Data extracted from a collection:
######
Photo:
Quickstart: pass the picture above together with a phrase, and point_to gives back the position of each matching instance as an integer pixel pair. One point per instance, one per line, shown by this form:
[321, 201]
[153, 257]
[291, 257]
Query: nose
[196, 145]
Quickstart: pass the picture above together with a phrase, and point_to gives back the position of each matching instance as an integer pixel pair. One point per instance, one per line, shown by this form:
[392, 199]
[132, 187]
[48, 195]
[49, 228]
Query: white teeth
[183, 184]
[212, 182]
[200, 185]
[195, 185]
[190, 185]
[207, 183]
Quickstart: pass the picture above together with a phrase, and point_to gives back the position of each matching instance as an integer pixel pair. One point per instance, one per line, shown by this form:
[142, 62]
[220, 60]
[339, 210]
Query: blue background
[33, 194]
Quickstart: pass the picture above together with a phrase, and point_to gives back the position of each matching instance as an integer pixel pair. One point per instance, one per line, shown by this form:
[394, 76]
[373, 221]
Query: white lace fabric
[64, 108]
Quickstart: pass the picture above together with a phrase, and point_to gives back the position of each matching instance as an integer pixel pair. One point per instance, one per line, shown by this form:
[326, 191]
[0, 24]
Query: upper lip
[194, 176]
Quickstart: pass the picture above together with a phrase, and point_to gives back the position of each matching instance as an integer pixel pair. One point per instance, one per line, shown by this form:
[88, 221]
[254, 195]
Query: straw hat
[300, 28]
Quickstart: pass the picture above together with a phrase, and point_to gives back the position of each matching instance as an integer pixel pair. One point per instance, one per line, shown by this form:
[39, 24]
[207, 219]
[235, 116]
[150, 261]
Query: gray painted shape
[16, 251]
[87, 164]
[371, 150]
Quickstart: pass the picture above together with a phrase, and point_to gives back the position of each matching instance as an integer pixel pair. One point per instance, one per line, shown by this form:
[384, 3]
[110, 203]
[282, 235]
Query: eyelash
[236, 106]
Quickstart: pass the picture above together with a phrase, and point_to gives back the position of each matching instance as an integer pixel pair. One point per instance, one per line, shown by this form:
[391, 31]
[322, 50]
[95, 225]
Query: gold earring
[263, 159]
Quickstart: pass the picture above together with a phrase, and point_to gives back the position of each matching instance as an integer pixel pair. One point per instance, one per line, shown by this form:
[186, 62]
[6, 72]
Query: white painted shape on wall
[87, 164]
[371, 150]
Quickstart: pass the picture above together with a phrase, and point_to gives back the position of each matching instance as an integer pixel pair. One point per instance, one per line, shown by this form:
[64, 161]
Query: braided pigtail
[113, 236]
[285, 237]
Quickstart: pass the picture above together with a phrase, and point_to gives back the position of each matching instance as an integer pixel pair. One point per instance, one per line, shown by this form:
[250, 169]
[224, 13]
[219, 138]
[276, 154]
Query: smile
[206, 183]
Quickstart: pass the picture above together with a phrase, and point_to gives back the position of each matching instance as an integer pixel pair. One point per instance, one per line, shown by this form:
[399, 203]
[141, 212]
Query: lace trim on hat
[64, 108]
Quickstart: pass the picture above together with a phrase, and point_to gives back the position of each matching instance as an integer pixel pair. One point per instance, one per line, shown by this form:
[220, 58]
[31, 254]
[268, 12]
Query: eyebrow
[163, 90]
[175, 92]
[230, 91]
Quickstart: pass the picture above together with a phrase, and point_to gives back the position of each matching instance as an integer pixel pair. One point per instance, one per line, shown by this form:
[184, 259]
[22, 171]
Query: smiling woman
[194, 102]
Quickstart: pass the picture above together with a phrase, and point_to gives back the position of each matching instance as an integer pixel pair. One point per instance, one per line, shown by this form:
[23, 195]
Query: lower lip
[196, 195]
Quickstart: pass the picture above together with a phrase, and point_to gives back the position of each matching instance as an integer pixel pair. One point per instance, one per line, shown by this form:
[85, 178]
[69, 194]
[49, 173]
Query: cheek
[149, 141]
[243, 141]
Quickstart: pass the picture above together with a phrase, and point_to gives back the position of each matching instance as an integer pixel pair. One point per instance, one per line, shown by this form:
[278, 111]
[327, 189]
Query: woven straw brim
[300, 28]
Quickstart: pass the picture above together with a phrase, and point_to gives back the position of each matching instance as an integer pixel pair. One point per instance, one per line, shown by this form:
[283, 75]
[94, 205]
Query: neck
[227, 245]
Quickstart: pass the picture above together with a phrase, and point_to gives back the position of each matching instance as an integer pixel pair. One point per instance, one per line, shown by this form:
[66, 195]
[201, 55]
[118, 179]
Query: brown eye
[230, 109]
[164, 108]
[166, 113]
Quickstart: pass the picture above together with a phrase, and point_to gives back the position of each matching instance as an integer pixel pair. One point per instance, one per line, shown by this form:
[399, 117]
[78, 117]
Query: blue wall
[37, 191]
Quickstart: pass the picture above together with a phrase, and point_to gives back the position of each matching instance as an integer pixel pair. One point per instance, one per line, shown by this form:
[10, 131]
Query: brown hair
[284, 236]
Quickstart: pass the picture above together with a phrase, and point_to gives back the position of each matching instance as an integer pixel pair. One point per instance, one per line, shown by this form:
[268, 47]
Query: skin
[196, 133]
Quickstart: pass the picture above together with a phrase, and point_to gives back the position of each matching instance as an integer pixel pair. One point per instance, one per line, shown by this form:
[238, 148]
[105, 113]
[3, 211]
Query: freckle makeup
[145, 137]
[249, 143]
######
Please return the records above exactly as they are written.

Photo:
Quickstart: pass the picture above together with a phrase, and point_to gives back the position of each matching instance as an integer pixel pair. One point per instance, one per line, shown by this form:
[321, 201]
[153, 257]
[291, 257]
Query: nose
[196, 145]
Quickstart: pass the picture above together with a phrase, and point_to gives back the position of each matching instance as an integer pixel pair. One point per instance, one per line, shown by this form:
[392, 199]
[132, 187]
[48, 195]
[49, 228]
Query: white teeth
[183, 184]
[212, 182]
[200, 185]
[195, 185]
[190, 185]
[207, 183]
Quickstart: pass the picture above together with a phrase, and point_to gives back the position of each matching instance as an integer pixel pair. One point per instance, one per line, shown by this form:
[142, 62]
[220, 60]
[339, 210]
Query: blue background
[33, 194]
Quickstart: pass the picture above together with a phrase, and point_to gives back the position of each matching instance as an integer pixel pair. One point per instance, one per line, shown by this form:
[394, 76]
[373, 221]
Query: white lace fabric
[64, 108]
Quickstart: pass the picture above together with a phrase, and point_to gives back the position of each matching instance as an integer pixel pair. One point per instance, one per line, shown by this form:
[326, 191]
[0, 24]
Query: upper lip
[194, 176]
Quickstart: pass the picture above together with a phrase, and point_to gives back the position of each matching instance as an integer pixel pair. One point per instance, one per line, shown by this form:
[88, 221]
[254, 195]
Query: straw hat
[300, 28]
Quickstart: pass the picture above together with a phrase, and point_to gives back the position of each matching instance as an integer pixel pair. One point per instance, one per line, shown by this form:
[39, 24]
[207, 219]
[235, 116]
[150, 261]
Query: gray painted shape
[16, 251]
[87, 164]
[371, 150]
Quickstart: pass the picture above together with a phrase, and point_to gives back the position of each matching instance as an integer pixel pair. One point per instance, one per line, shown by this form:
[384, 3]
[110, 203]
[282, 235]
Query: eyelash
[236, 106]
Quickstart: pass the picture above together with a phrase, and point_to gives back the position of each matching instance as an integer pixel pair. One point per instance, one per line, shown by this form:
[391, 31]
[322, 50]
[95, 225]
Query: gold earring
[263, 159]
Quickstart: pass the picture above together with a phrase, and point_to gives back the position of each matching instance as an integer pixel pair. One point per instance, one per line, shown by this form:
[186, 62]
[6, 72]
Query: white painted shape on wall
[87, 164]
[371, 150]
Quickstart: pass the picture above together with a phrase, and point_to gives back the position of each matching instance as an integer pixel pair. One point per instance, one per line, shown by this form:
[64, 161]
Query: braided pigtail
[113, 236]
[285, 237]
Quickstart: pass the picture above together with a phrase, and point_to gives back the position of each matching instance as an integer pixel pair. One point per instance, one per line, shown by this form:
[250, 169]
[224, 13]
[219, 138]
[276, 154]
Query: smile
[206, 183]
Quickstart: pass the picture above together with a phrase, and point_to gives back the position of each matching instance as an integer pixel pair. One point per instance, one per line, shown by this form:
[399, 203]
[141, 212]
Query: lace trim on hat
[64, 108]
Quickstart: pass the picture above together with a phrase, and point_to gives back the position of each matching instance as an integer pixel pair. One point per instance, one per line, shown by this form:
[220, 58]
[31, 254]
[268, 12]
Query: eyebrow
[163, 90]
[175, 92]
[230, 91]
Quickstart: pass the picture above together with a phrase, and point_to gives back the position of each matching instance as an integer pixel pair. One point per instance, one per line, shown by this form:
[184, 259]
[22, 171]
Query: smiling woman
[194, 102]
Quickstart: pass the picture above together with a phrase, and point_to gives back the position of each matching instance as an integer pixel pair. One point per instance, one per line, shown by this form:
[23, 195]
Query: lower lip
[196, 195]
Quickstart: pass the picture above together with a phrase, and point_to gives back the position of each matching instance as an integer pixel pair. One point per instance, one per line, shown by this form:
[85, 178]
[69, 194]
[49, 173]
Query: cheek
[149, 141]
[243, 141]
Quickstart: pass the picture above together with a phrase, and point_to gives back the position of each matching instance as an integer pixel pair. One point per instance, one per line, shown by this form:
[278, 111]
[327, 189]
Query: woven straw brim
[300, 28]
Quickstart: pass the picture above together with a phrase, and point_to gives back the position of each matching instance as an integer pixel pair. One point per instance, one per line, shown by this form:
[283, 75]
[94, 205]
Query: neck
[227, 245]
Quickstart: pass the picture above together with a phrase, and point_to gives back the position of each matching instance as an integer pixel pair. One point per instance, one per line, shown by this form:
[66, 195]
[201, 55]
[118, 179]
Query: brown eye
[230, 109]
[164, 108]
[166, 113]
Quickstart: pass the picture above together with a phrase, and point_to gives back the position of each matching instance as an integer pixel pair. One point per instance, one per line, shown by this form:
[399, 117]
[78, 117]
Query: blue wall
[37, 191]
Quickstart: pass the picture above together with a phrase, and point_to gives back the position of each matching instance as an integer pixel pair. One point per instance, one per line, shown by this form:
[10, 131]
Query: brown hair
[284, 236]
Quickstart: pass the picture above together with a phrase, and point_to gives back the position of each matching instance as an integer pixel pair. One point per instance, one per line, shown by this form:
[268, 47]
Query: skin
[196, 133]
Quickstart: pass the picture above together with a phrase, and point_to gives back the position of each matching instance as an integer pixel pair. One point per instance, one per line, shown by this form:
[238, 148]
[105, 113]
[3, 211]
Query: freckle makeup
[145, 137]
[249, 143]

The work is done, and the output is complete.